__TASK INSTRUCTIONS__. Report each line below that contains the word "wall".

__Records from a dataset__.
=======

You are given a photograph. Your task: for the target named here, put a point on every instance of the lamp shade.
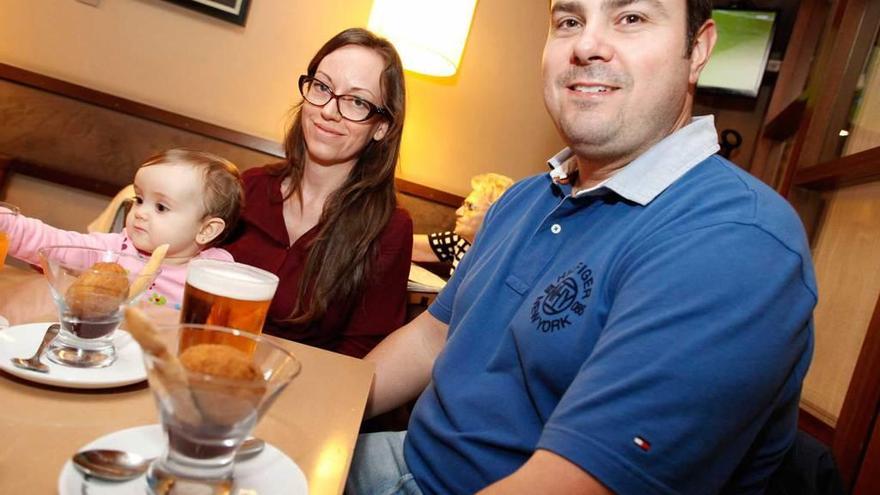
(429, 34)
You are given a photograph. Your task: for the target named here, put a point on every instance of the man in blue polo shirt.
(638, 320)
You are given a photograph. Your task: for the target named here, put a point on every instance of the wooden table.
(315, 421)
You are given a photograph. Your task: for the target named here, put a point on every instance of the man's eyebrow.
(567, 7)
(619, 4)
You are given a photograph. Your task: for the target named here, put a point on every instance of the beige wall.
(489, 117)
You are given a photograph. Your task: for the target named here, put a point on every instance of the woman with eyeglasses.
(326, 219)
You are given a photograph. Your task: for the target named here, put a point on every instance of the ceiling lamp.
(429, 34)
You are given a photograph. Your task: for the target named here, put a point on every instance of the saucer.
(22, 341)
(267, 473)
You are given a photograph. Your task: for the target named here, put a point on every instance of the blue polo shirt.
(654, 330)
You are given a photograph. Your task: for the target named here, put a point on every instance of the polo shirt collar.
(647, 176)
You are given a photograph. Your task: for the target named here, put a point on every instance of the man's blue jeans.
(378, 466)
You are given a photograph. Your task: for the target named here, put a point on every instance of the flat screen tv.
(740, 57)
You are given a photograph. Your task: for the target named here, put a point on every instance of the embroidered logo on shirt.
(563, 300)
(642, 443)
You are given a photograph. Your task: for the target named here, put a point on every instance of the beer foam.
(233, 280)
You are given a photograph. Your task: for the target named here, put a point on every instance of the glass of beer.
(227, 294)
(10, 210)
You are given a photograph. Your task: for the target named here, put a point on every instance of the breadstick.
(171, 373)
(140, 283)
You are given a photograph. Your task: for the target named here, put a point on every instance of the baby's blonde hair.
(491, 185)
(224, 194)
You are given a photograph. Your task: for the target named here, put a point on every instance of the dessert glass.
(90, 301)
(205, 416)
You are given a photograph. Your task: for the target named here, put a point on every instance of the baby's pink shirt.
(28, 235)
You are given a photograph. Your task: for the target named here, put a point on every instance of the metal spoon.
(33, 363)
(116, 465)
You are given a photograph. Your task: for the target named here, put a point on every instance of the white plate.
(268, 473)
(22, 341)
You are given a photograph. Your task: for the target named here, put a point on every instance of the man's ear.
(704, 43)
(380, 131)
(211, 228)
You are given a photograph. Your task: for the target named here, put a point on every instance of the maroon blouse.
(261, 240)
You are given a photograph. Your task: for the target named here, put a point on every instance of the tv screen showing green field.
(740, 57)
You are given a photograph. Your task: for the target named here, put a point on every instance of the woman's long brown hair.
(354, 216)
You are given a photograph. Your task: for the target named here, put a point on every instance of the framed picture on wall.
(228, 10)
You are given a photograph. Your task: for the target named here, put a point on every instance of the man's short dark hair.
(699, 11)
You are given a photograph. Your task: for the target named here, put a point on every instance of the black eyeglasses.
(351, 107)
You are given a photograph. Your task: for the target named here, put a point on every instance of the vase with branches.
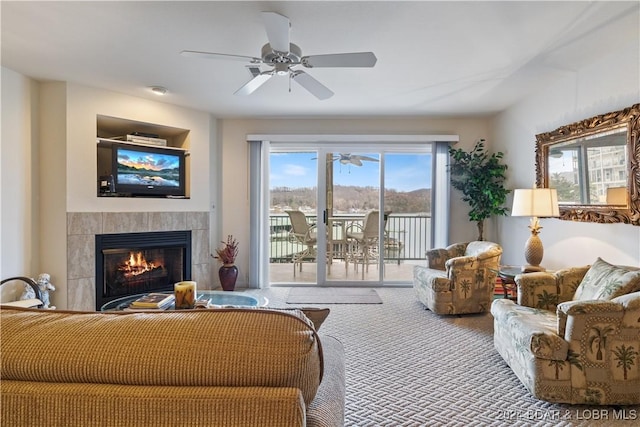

=======

__CORRECT OUTPUT__.
You are given a photograph. Your task: for the target named here, put a point on every instance of the beige wall.
You are given a photograph. Your task: for the target named here, put a point on every instance of the framed picture on wall.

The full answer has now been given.